**Exercício proposto 1**
Quantas linhas dos registros contêm a palavra "bentley", considerando maiúsculas e minúsculas como diferentes? Responda apenas com o número.

**Trecho**
++++++++++++++++++++

Exemplos de filter_by_curation em Python, exemplos de indra.tools.assemble_corpus.filter_by_curation em Python

Exemplo n.º 1

0

Exibir arquivo

Arquivo: test_assemble_corpus.py Projeto: bioinfonerd-forks/indra-1

def test_filter_by_curation():
    new_st1 = deepcopy(st1)
    new_ev = Evidence(text='a -> b', source_api='new')
    new_st1.evidence.append(new_ev)
    stmts_in = [new_st1, st2, st3]
    assert len(new_st1.evidence) == 2
    assert all(st.belief != 1 for st in stmts_in)
    Curation = namedtuple('Curation', ['pa_hash', 'source_hash', 'tag'])
    cur1 = Curation(new_st1.get_hash(), new_st1.evidence[0].get_source_hash(),
                    'grounding')
    cur2 = Curation(new_st1.get_hash(), new_st1.evidence[1].get_source_hash(),
                    'wrong_relation')
    cur3 = Curation(new_st1.get_hash(), new_st1.evidence[0].get_source_hash(),
                    'correct')
    cur4 = Curation(st2.get_hash(), st2.evidence[0].get_source_hash(),
                    'correct')
    # With 'any' policy it is enough to have one incorrect curation
    any_incorrect_one_cur = ac.filter_by_curation(stmts_in, [cur1], 'any')
    assert len(any_incorrect_one_cur) == 2
    assert new_st1 not in any_incorrect_one_cur
    # With 'all' policy all evidences have to be curated
    all_incorrect_one_cur = ac.filter_by_curation(stmts_in, [cur1], 'all')

++++++++++++++++++++

**Listagem**
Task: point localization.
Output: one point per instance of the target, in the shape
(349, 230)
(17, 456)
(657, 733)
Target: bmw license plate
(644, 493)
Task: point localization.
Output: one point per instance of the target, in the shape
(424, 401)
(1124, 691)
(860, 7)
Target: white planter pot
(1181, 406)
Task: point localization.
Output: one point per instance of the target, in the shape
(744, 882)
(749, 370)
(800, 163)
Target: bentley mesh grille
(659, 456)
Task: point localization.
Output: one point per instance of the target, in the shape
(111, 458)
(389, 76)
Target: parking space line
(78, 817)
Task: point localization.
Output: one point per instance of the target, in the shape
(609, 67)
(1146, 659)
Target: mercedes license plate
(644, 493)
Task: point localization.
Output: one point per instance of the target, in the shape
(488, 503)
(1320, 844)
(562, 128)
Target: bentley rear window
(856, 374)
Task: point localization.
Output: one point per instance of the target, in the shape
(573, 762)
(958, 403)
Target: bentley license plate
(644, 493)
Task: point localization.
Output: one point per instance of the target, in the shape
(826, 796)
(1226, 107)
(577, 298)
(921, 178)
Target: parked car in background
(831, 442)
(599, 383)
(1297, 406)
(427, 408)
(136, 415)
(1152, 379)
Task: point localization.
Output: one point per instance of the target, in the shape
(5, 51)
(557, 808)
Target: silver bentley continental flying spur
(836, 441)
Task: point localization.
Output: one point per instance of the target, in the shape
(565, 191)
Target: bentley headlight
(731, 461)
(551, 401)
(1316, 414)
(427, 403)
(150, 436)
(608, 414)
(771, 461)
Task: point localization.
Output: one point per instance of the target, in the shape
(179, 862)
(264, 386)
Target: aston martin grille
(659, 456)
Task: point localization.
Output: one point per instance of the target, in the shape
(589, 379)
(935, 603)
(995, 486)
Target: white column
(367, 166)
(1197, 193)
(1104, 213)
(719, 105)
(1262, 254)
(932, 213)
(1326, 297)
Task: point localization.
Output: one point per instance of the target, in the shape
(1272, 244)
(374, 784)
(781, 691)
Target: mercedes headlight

++++++++++++++++++++

**Exercício proposto 2**
Responda com base no trecho:
(a) Qual é o nome do arquivo indicado?
(b) Que valor recebe source_api na criação de new_ev?
(c) Que tag é atribuída a cur2?

**Resposta completa 1**
5

**Resposta completa 2**
(a) test_assemble_corpus.py
(b) 'new'
(c) 'wrong_relation'